## Excerpted records
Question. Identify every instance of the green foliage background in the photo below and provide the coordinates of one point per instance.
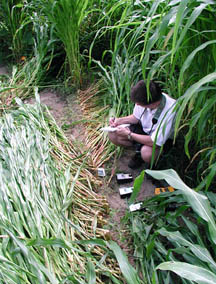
(52, 43)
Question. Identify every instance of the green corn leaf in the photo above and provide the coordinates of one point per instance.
(128, 271)
(197, 201)
(179, 18)
(201, 252)
(91, 275)
(191, 272)
(190, 58)
(191, 93)
(137, 185)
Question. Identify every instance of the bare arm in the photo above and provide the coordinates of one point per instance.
(142, 139)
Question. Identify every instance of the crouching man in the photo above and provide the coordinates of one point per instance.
(151, 121)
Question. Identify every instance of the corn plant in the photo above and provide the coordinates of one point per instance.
(168, 40)
(16, 27)
(176, 232)
(67, 18)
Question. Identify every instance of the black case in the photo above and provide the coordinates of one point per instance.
(123, 178)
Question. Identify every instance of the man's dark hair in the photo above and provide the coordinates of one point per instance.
(139, 93)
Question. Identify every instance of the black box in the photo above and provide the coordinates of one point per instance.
(125, 191)
(124, 178)
(135, 207)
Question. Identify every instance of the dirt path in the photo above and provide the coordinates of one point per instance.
(66, 112)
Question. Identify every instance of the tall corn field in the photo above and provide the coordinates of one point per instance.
(51, 223)
(51, 226)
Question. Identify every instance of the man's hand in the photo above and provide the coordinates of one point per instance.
(113, 122)
(123, 131)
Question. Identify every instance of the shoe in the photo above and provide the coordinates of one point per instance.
(135, 162)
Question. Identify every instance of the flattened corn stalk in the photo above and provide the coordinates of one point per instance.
(46, 207)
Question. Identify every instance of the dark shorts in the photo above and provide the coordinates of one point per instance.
(137, 128)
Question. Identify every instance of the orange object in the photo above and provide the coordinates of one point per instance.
(158, 190)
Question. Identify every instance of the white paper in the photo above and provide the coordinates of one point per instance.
(112, 129)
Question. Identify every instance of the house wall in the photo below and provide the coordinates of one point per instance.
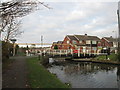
(106, 43)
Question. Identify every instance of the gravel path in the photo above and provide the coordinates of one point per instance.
(16, 75)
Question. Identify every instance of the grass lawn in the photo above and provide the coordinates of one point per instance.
(112, 57)
(39, 77)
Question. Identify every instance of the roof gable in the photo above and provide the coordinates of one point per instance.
(86, 37)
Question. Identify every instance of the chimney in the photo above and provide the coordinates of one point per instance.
(85, 34)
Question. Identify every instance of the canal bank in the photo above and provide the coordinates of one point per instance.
(94, 61)
(87, 74)
(40, 77)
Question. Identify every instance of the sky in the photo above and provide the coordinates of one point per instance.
(69, 18)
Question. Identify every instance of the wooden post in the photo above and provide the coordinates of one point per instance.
(60, 53)
(71, 52)
(78, 52)
(66, 52)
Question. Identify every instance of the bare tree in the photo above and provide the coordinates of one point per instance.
(11, 10)
(16, 8)
(13, 29)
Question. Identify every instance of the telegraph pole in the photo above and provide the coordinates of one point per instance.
(118, 12)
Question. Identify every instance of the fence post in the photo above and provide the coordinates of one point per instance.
(78, 52)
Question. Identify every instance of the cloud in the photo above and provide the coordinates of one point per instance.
(70, 18)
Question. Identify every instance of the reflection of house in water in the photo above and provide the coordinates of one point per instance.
(87, 68)
(118, 77)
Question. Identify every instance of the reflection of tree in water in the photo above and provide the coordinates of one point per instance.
(87, 68)
(118, 76)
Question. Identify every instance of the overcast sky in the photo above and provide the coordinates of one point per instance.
(69, 18)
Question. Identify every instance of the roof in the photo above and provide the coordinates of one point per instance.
(86, 37)
(71, 37)
(54, 42)
(81, 44)
(60, 42)
(110, 39)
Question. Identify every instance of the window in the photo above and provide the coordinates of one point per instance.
(94, 48)
(94, 42)
(68, 42)
(88, 42)
(74, 42)
(80, 41)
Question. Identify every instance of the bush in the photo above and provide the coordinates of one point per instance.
(6, 50)
(119, 56)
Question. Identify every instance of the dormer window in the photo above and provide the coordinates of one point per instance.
(80, 41)
(94, 42)
(88, 42)
(74, 42)
(68, 42)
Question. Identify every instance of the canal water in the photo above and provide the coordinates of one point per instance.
(87, 75)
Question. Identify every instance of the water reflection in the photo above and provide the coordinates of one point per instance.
(118, 77)
(88, 75)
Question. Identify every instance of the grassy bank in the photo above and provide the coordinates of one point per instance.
(112, 57)
(39, 77)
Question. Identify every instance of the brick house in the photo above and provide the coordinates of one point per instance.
(109, 42)
(57, 45)
(85, 43)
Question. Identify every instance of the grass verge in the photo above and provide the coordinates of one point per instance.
(40, 77)
(112, 57)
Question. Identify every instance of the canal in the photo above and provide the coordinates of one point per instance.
(87, 75)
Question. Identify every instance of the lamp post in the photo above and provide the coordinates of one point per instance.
(118, 11)
(13, 41)
(116, 40)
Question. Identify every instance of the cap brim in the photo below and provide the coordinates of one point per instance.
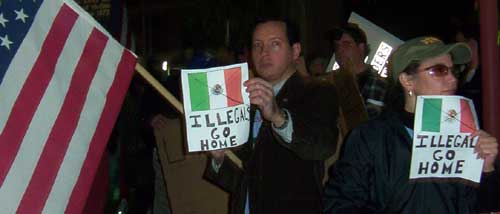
(460, 53)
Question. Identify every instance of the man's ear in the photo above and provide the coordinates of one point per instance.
(296, 48)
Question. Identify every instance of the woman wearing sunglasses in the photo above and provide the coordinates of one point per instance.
(372, 175)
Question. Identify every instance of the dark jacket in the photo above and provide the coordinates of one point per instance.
(282, 177)
(372, 177)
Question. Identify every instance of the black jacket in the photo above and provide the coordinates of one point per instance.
(372, 177)
(285, 177)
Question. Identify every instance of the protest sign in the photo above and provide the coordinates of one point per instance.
(216, 106)
(442, 146)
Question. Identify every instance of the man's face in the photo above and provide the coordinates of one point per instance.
(271, 53)
(347, 49)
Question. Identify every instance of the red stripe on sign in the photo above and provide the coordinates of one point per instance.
(111, 109)
(467, 123)
(65, 125)
(232, 78)
(33, 89)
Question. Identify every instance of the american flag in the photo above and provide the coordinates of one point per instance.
(62, 81)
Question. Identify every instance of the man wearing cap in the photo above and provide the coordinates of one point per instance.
(351, 49)
(373, 174)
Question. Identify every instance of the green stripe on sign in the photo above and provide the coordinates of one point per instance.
(431, 115)
(198, 91)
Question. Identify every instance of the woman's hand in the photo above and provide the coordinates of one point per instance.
(487, 149)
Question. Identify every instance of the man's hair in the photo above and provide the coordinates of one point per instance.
(355, 32)
(292, 31)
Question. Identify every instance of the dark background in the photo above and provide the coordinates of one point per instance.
(164, 25)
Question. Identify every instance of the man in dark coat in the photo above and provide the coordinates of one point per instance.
(294, 129)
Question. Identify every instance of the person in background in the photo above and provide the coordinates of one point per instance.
(351, 49)
(372, 175)
(293, 130)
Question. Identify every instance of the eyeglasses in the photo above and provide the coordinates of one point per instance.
(441, 70)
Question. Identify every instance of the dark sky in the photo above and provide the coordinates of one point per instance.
(408, 19)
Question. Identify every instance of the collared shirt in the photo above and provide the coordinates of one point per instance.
(285, 133)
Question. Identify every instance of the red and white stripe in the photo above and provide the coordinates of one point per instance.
(60, 98)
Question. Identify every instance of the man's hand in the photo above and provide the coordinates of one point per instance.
(487, 149)
(262, 95)
(218, 155)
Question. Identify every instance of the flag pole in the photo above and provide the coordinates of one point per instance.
(176, 104)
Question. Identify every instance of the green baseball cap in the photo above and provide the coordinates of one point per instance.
(422, 48)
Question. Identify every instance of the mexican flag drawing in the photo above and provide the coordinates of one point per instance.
(442, 146)
(217, 107)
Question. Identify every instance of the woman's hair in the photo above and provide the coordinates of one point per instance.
(395, 95)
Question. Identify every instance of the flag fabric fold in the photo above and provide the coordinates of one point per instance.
(62, 81)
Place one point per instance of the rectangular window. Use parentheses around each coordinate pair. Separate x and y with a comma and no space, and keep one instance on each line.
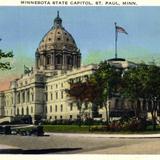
(71,106)
(62,94)
(56,95)
(51,96)
(50,108)
(70,116)
(61,108)
(55,108)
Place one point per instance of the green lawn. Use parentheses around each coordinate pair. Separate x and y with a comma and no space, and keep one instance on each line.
(85,129)
(66,128)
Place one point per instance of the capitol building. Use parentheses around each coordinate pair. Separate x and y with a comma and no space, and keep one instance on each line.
(40,92)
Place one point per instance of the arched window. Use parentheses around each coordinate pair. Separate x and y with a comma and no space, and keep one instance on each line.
(31,109)
(18,98)
(23,97)
(28,97)
(69,60)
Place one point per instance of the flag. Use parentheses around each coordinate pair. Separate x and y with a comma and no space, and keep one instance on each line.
(121,30)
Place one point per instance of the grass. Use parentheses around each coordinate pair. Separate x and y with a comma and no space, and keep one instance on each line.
(85,129)
(66,128)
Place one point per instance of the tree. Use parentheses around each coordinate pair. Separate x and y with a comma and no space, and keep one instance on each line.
(143,82)
(107,80)
(5,65)
(99,88)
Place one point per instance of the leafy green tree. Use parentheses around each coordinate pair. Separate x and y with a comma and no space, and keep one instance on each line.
(107,80)
(143,82)
(99,88)
(4,64)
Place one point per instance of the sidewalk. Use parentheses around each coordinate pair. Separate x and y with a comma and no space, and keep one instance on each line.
(105,135)
(4,149)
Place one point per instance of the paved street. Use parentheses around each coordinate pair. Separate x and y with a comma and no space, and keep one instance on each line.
(84,144)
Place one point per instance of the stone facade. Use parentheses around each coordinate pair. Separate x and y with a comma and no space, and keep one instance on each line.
(40,92)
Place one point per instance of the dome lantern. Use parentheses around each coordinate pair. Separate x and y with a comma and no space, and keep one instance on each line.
(57,21)
(57,50)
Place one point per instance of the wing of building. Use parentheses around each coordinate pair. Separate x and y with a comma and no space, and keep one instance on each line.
(40,92)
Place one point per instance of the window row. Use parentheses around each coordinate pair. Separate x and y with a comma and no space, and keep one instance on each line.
(55,108)
(56,96)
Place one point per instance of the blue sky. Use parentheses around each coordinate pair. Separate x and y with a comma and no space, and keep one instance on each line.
(21,29)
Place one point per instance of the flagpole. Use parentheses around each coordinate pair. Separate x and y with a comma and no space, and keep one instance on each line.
(116,40)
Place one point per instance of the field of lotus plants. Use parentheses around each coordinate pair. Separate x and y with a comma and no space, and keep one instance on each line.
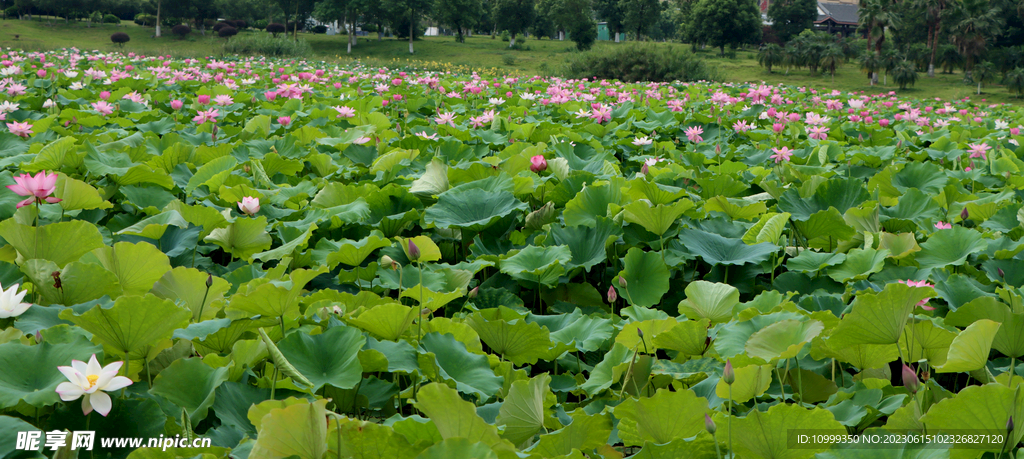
(279,258)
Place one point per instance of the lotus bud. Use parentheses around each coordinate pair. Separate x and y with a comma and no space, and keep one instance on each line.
(414,251)
(910,380)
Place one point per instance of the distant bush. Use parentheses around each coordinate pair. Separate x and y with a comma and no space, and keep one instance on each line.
(181,30)
(275,28)
(120,38)
(260,44)
(227,32)
(639,61)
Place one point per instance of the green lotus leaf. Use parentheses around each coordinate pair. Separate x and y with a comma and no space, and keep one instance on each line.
(190,384)
(244,238)
(662,418)
(766,434)
(782,339)
(949,247)
(657,218)
(716,249)
(969,350)
(330,358)
(879,318)
(538,264)
(472,209)
(457,418)
(646,278)
(34,377)
(710,300)
(298,429)
(132,326)
(61,243)
(510,336)
(527,409)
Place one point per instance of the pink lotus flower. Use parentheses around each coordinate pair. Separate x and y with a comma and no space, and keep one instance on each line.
(38,188)
(538,163)
(249,205)
(693,133)
(20,129)
(781,155)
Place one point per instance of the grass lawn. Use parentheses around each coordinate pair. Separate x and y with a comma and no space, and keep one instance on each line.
(480,52)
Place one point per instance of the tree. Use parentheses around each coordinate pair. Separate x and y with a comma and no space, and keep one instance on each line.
(770,55)
(974,23)
(458,14)
(640,14)
(514,15)
(612,13)
(790,17)
(721,23)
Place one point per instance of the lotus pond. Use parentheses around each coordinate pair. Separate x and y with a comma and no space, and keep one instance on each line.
(300,259)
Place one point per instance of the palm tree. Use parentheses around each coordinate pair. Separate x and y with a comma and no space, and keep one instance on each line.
(984,73)
(974,23)
(769,55)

## What you need to do
Repeat precisely the lines of the data starting at the one containing "Place one point per instance of the pink", last line included.

## Problem solution
Place one point per instance of the pink lotus flower. Use parentheses around each coordinate pair. Separate x and y with a comma and no space, and keep one instance on each line.
(38,188)
(538,163)
(249,205)
(693,133)
(20,129)
(781,155)
Place one point per instance of the grass lawn. Use parentheses around each coordinate pair. Separate x and y with a comma and no space, and keep one instance on each line.
(480,52)
Place one point per instance of the tree. Use parentheses around each coordinate pair. Separate x and y with a comma and no space, and keep one instance on each line.
(770,55)
(974,23)
(458,14)
(640,14)
(514,15)
(612,13)
(790,17)
(721,23)
Place one point per instance of the lotus pond. Use parentheses around each coordinate pair. Separate x and y with a comma and no space, and keep one instance on each line.
(300,259)
Place one point per instance of the palm tree. Use parentheses around each coordinate pair. Separate x and y with a comma and no space, and keep one instance on each line.
(984,73)
(974,23)
(769,55)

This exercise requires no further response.